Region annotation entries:
=-=-=-=-=

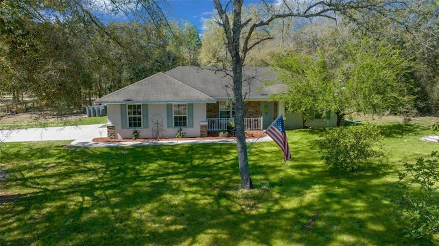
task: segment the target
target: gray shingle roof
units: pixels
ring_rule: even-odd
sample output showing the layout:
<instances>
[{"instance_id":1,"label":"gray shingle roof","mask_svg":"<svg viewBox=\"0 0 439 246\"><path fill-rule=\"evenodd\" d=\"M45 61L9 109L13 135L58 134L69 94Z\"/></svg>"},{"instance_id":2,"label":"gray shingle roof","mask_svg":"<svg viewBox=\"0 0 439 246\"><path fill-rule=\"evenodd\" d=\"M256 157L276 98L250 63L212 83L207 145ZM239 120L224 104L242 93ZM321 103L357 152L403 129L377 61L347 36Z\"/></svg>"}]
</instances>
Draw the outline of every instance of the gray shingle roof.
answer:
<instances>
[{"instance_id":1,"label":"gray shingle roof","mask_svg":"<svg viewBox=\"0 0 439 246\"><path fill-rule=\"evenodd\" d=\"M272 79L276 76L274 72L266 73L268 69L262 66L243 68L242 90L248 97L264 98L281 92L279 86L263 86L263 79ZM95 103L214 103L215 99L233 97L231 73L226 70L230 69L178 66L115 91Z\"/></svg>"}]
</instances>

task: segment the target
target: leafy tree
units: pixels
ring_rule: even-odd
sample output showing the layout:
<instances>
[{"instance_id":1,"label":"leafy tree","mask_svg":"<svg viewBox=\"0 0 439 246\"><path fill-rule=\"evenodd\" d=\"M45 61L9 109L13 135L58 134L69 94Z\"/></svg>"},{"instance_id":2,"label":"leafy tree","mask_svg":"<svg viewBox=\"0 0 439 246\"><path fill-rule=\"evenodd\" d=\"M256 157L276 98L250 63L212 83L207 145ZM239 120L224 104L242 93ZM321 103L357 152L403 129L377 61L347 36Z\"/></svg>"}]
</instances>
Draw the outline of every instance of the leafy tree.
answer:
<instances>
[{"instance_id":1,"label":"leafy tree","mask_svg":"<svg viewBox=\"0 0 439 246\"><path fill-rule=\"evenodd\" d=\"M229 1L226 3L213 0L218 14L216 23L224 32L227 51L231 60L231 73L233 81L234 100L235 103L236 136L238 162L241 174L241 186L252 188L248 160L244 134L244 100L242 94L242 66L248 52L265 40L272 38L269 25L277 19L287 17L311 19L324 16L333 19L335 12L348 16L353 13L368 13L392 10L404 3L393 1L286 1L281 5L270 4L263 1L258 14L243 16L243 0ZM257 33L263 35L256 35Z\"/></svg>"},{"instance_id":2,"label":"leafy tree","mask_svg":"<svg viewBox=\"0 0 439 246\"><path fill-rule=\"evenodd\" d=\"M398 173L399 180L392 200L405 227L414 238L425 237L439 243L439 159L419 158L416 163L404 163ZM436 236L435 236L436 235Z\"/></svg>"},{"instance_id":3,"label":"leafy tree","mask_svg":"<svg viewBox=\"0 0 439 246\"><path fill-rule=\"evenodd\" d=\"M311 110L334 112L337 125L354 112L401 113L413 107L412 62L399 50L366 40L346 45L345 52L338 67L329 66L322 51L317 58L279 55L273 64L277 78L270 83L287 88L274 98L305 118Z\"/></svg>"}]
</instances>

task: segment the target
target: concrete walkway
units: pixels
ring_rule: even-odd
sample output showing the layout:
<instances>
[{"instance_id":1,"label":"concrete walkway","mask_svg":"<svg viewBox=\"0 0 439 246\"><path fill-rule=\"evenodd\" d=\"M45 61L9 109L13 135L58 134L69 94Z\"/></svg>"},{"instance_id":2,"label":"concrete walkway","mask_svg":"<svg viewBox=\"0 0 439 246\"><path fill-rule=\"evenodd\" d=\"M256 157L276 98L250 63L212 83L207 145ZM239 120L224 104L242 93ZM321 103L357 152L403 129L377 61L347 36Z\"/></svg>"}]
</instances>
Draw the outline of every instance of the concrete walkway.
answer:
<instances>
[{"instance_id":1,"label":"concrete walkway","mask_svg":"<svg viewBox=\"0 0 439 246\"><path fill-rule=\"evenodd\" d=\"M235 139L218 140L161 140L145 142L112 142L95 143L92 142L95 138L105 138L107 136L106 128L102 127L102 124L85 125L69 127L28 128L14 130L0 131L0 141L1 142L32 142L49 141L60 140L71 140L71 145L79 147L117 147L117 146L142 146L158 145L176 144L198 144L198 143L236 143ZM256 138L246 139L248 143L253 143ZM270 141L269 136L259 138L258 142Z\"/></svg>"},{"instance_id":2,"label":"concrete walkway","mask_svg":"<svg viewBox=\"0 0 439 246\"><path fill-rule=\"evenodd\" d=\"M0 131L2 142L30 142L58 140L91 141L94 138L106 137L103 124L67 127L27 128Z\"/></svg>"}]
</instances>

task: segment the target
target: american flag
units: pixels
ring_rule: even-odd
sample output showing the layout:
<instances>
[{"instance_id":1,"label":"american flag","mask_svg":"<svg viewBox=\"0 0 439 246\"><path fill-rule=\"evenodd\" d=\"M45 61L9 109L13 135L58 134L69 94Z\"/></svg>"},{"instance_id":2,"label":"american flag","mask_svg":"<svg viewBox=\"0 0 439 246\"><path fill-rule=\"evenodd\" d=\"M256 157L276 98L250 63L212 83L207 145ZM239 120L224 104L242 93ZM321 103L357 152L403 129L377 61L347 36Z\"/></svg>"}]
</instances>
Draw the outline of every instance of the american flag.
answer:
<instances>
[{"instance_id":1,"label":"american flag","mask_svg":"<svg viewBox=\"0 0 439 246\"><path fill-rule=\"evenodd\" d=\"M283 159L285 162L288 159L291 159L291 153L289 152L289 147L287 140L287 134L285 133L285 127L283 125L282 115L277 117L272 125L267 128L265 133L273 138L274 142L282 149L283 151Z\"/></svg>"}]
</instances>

=-=-=-=-=

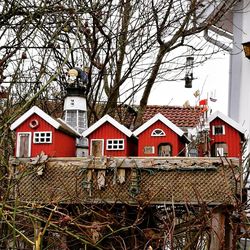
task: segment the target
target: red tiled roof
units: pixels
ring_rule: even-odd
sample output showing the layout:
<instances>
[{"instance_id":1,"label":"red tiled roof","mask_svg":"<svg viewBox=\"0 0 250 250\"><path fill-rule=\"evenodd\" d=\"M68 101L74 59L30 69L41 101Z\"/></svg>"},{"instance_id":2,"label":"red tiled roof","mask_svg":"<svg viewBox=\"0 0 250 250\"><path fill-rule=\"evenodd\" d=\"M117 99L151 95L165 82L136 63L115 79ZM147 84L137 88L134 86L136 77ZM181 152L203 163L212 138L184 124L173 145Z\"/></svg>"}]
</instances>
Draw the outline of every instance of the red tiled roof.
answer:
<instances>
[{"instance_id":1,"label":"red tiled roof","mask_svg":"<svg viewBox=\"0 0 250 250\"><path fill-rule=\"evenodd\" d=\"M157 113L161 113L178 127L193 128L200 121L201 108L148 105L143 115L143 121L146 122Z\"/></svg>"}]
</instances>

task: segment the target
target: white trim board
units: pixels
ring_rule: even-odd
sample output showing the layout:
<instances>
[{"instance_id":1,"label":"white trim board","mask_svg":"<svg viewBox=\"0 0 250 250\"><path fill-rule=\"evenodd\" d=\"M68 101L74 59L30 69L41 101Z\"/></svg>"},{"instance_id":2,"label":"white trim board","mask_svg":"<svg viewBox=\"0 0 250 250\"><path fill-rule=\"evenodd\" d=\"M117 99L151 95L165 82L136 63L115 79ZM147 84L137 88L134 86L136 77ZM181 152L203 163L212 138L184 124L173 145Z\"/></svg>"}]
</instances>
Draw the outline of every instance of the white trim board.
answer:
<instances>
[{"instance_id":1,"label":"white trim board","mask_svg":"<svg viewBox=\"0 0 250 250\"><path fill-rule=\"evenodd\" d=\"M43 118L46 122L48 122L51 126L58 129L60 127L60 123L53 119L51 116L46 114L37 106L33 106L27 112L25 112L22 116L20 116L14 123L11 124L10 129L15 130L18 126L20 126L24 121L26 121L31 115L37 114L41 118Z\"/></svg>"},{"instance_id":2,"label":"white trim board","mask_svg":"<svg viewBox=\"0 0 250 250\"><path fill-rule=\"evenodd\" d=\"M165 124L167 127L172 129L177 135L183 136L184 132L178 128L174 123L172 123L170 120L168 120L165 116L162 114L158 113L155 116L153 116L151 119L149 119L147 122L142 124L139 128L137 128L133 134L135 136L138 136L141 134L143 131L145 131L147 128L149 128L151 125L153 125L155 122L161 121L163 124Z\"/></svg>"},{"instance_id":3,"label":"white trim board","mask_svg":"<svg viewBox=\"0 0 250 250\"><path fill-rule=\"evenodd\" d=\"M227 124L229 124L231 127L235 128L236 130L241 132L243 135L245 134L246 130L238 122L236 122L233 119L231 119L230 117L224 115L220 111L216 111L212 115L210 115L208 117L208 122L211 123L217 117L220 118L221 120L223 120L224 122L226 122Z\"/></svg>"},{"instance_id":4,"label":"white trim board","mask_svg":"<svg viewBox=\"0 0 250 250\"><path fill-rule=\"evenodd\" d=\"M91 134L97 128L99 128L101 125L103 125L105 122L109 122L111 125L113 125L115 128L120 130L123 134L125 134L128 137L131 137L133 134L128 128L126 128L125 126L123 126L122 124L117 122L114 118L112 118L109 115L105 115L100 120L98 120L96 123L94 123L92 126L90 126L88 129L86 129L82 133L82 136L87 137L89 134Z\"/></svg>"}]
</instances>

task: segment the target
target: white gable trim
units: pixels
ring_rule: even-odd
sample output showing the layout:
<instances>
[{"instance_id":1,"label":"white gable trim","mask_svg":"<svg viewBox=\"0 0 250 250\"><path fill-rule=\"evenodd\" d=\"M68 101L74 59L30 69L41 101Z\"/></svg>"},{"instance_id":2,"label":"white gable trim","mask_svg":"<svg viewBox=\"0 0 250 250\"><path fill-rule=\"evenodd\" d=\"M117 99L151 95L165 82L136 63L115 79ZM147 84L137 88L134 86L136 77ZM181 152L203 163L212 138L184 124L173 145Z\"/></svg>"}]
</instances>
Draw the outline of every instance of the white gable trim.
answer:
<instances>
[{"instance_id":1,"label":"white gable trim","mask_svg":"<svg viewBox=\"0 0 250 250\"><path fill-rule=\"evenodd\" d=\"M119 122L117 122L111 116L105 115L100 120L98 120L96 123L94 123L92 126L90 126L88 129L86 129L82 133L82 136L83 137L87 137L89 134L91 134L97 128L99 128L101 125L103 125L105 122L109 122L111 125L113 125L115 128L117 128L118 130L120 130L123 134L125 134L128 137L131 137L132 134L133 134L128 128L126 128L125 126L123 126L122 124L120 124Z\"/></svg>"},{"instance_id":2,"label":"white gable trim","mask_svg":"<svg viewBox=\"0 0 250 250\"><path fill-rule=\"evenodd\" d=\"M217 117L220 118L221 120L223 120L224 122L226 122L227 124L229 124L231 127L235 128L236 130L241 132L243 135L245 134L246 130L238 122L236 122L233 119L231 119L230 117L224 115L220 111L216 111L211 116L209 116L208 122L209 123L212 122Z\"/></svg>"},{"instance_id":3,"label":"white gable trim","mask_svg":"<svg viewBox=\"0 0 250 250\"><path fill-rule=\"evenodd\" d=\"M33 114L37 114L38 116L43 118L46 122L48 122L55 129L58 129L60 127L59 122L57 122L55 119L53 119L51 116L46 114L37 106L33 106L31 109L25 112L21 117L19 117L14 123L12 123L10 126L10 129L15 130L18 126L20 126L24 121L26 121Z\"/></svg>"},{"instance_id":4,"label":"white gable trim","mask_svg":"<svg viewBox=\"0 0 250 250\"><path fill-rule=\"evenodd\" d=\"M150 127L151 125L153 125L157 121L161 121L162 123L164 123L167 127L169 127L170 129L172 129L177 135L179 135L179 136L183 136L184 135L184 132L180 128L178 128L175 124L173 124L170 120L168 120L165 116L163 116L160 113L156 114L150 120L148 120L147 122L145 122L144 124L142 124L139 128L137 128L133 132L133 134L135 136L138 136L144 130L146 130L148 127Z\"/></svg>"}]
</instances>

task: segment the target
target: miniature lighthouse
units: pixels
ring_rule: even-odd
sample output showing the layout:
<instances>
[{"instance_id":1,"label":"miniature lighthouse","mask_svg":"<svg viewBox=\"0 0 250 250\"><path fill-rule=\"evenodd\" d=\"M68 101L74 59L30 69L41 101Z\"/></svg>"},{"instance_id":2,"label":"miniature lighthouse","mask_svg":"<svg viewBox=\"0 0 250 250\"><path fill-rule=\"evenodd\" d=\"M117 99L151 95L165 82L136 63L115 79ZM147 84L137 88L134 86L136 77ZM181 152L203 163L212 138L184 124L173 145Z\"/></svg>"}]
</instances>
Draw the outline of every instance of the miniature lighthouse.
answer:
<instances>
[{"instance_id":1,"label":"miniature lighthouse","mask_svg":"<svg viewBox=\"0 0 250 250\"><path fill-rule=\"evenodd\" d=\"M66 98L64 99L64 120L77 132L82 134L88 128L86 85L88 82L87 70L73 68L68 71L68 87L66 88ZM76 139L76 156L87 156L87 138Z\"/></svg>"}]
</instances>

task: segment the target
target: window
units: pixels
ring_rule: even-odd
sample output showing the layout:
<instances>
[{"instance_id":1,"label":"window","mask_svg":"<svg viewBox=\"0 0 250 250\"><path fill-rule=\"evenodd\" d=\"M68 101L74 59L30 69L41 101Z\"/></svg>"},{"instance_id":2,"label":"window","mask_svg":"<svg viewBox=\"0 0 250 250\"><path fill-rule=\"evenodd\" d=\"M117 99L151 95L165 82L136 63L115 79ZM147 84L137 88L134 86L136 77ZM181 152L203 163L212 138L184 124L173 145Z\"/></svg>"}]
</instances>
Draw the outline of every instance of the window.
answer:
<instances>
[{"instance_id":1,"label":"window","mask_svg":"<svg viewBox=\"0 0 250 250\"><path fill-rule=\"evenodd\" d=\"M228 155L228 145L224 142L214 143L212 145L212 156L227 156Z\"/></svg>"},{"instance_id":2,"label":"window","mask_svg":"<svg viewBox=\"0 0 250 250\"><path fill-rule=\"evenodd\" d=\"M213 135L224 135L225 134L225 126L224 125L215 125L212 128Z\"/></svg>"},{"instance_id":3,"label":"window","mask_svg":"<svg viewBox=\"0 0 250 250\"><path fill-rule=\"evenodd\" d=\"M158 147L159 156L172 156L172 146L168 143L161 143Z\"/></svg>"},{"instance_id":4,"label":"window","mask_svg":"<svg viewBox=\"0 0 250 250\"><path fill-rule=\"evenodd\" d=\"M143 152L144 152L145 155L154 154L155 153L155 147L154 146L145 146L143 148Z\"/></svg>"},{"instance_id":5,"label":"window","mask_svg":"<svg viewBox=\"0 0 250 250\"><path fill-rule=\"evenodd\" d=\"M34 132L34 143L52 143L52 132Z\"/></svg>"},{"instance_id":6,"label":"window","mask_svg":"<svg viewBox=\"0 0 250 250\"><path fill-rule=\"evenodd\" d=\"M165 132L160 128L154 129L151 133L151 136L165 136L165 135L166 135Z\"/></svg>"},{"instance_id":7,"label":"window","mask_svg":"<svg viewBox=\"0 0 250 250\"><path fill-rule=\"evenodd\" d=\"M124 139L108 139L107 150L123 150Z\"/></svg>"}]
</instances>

=-=-=-=-=

Your goal:
Filter the items above down to the lines that contain the word "outline", and copy each matching line. Case counts.

Exercise output:
Draw the outline of every instance of the gray shingle roof.
Draw the outline of every instance of the leafy tree.
Draw the outline of every instance of the concrete walkway.
Draw the outline of every instance of the american flag.
Draw the outline of every instance of the red tiled roof.
Draw the outline of every instance of the white trim board.
Draw the outline of every instance of the white gable trim.
Draw the outline of every instance of the miniature lighthouse.
Draw the outline of every instance of the window.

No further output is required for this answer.